[Start Given records]

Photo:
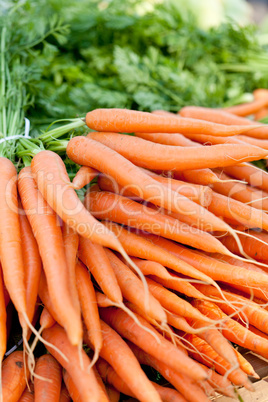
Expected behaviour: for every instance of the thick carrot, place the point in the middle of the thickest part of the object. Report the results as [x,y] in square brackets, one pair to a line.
[89,306]
[14,377]
[48,235]
[84,176]
[143,248]
[220,116]
[170,157]
[184,384]
[131,121]
[70,242]
[204,353]
[232,330]
[119,209]
[165,351]
[116,352]
[84,379]
[48,368]
[133,290]
[96,260]
[32,262]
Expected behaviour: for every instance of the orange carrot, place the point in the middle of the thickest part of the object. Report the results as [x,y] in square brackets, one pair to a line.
[84,176]
[116,352]
[89,307]
[133,290]
[166,351]
[14,377]
[84,379]
[131,121]
[96,260]
[48,369]
[48,235]
[184,384]
[119,209]
[170,157]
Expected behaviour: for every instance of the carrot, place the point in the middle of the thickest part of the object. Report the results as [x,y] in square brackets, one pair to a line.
[165,351]
[232,330]
[14,377]
[96,260]
[54,184]
[70,243]
[216,269]
[132,121]
[116,352]
[89,308]
[83,150]
[84,176]
[204,353]
[119,209]
[220,116]
[32,262]
[84,379]
[47,368]
[133,289]
[28,394]
[169,157]
[142,248]
[184,384]
[196,193]
[43,221]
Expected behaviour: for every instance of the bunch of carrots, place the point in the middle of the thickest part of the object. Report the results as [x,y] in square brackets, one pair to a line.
[162,264]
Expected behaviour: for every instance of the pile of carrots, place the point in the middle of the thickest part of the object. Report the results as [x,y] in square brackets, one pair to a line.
[162,265]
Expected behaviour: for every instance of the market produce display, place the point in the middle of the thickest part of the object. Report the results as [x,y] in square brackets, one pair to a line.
[133,238]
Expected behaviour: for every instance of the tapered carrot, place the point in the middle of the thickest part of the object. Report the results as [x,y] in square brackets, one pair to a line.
[204,353]
[169,157]
[184,384]
[14,377]
[95,258]
[166,351]
[232,330]
[89,307]
[119,209]
[48,235]
[47,368]
[220,116]
[32,262]
[116,352]
[84,176]
[84,150]
[84,379]
[70,243]
[133,290]
[197,193]
[142,248]
[129,121]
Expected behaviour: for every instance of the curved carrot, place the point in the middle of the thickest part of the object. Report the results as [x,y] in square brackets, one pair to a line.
[84,176]
[14,377]
[133,289]
[220,116]
[48,368]
[84,379]
[70,243]
[184,384]
[86,151]
[49,239]
[116,352]
[131,121]
[96,260]
[165,351]
[169,157]
[89,307]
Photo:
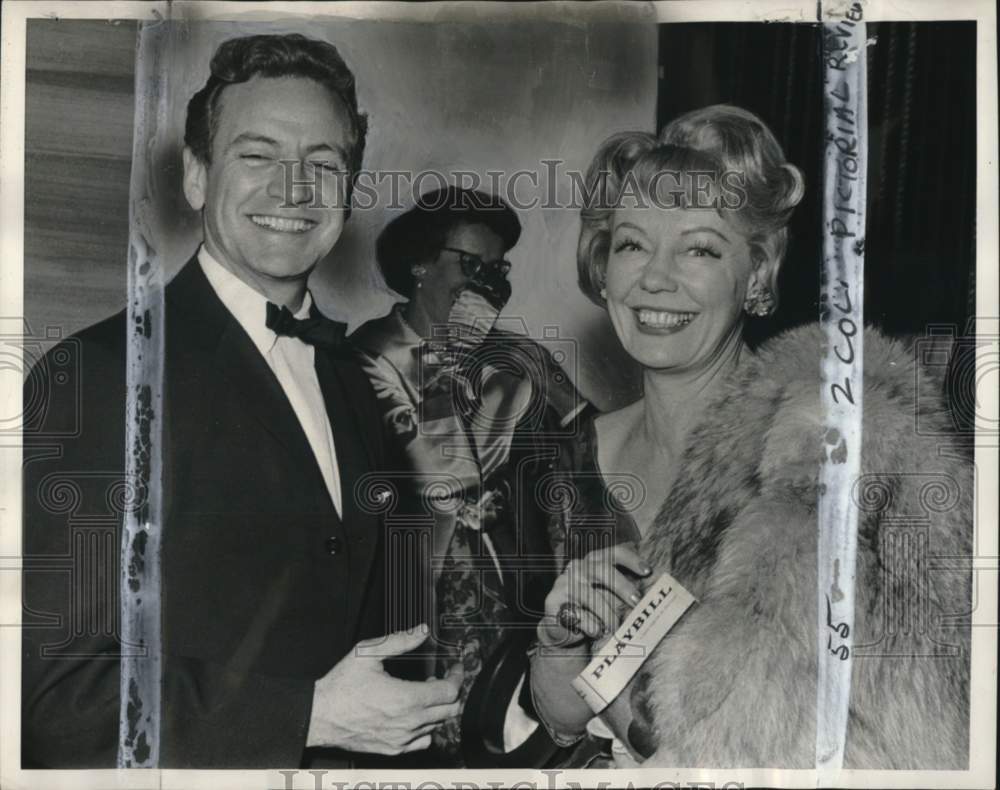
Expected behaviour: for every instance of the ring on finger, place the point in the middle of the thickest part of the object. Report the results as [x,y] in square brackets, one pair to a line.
[569,617]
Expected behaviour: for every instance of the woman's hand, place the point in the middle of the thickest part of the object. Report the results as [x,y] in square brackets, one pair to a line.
[589,598]
[585,603]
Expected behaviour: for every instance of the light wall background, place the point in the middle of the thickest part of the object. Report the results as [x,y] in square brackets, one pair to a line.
[490,92]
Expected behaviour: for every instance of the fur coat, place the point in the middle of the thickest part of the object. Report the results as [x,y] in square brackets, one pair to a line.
[734,683]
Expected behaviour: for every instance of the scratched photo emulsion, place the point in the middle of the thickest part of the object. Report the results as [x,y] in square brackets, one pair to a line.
[503,391]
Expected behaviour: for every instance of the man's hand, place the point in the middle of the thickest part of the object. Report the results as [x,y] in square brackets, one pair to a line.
[359,707]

[End Given records]

§ Short task
Transcribe all of the entries word for word, but skip any pictures they contain.

§ Response to the task
Photo:
Expected behaviour: for every instance of the thick carrot, place the point in the middle of the thickest part of the object. Report the results as [x,y] in square brackets, one pair to a line.
[89,306]
[14,377]
[48,235]
[84,176]
[143,248]
[220,116]
[170,157]
[184,384]
[131,121]
[70,242]
[204,353]
[232,330]
[119,209]
[165,351]
[116,352]
[84,379]
[48,368]
[133,290]
[96,260]
[32,262]
Expected behaviour: for every instance of the orange carrot, place the point in the middle of the thickest part of the object. Report the results as [x,y] in square brackets, one pair to a line.
[84,176]
[116,352]
[89,307]
[133,290]
[166,351]
[14,377]
[84,379]
[131,121]
[96,260]
[48,369]
[48,235]
[184,384]
[119,209]
[170,157]
Expected behaviour: for every instance of the carrot, place the point in the middle of the thickest part of the object. Report the results as [x,y] in square brackets, one pair to a line.
[165,351]
[232,330]
[14,377]
[96,260]
[54,184]
[70,243]
[216,269]
[132,121]
[116,352]
[89,308]
[83,150]
[84,176]
[204,353]
[119,209]
[220,116]
[32,262]
[84,379]
[47,368]
[133,289]
[28,394]
[169,157]
[142,248]
[184,384]
[196,193]
[43,221]
Expected behaviour: for every instance of the bunch of carrots, place the point in the middle of the thickest part of the object. Report the results as [x,y] in square brackets, one pair to a line.
[162,264]
Expected behaviour: for every instance of the pile of carrots, place the point in the middle of the thickest part of the object. Report the results as [x,y] in square brackets, one pair to a line.
[162,265]
Expected behaviour: for every instance of the market produce display, place the point in the middle of the thickest part of the object. Report the results as [x,y] in square brackets, one pair to a line.
[133,238]
Expected behaviour: for every instance of the tapered carrot, place the point in the middle of the thickest part of the object. Report the results as [x,y] in square brackets, one pair to a line.
[204,353]
[169,157]
[184,384]
[14,377]
[95,258]
[166,351]
[232,330]
[89,307]
[119,209]
[48,235]
[47,368]
[220,116]
[32,262]
[116,352]
[84,176]
[84,150]
[84,379]
[70,243]
[133,290]
[197,193]
[142,248]
[129,121]
Expected behaviour: for every instance of the curved carrot, place the point in the middle of the thickest part of the object. Report the results as [x,y] in square brackets, one pair to a line.
[84,176]
[14,377]
[133,289]
[220,116]
[48,368]
[84,379]
[70,243]
[184,384]
[86,151]
[49,239]
[116,352]
[131,121]
[96,260]
[165,351]
[169,157]
[89,307]
Photo:
Expected behaviour: for every instance of the ring on finger, place the point in the middle of the thickest part of the object. Report the results as [x,y] in square brackets, one pair to a line.
[569,617]
Expected behaviour: for every instance of the woman's hand, place the point in the middle of the thickest part of the object. Report the results as [x,y] in square brackets, one pair to a line.
[589,598]
[585,603]
Expected behaviour: for every instance of the light wall background, place the point in the middle of the thickest part of the object. Report the results as [x,y] in square brackets, one pair to a line.
[490,92]
Expected behaviour: for every instance of the fur coat, place the point in the middle of the thickest part of the object. Report the results as [x,y] in square brackets, one pair to a line.
[734,683]
Expected behaviour: for every instance of the scratched photo emulsion, place the point in the middle of the thickest part of the object. Report the results as [x,y] in square brackets, one pair to a line.
[503,391]
Expected behaviour: for every instance of the man's hand, place the point in the middle of the thickest part of the object. Report the results as [x,y] in square brackets, one pair to a line.
[359,707]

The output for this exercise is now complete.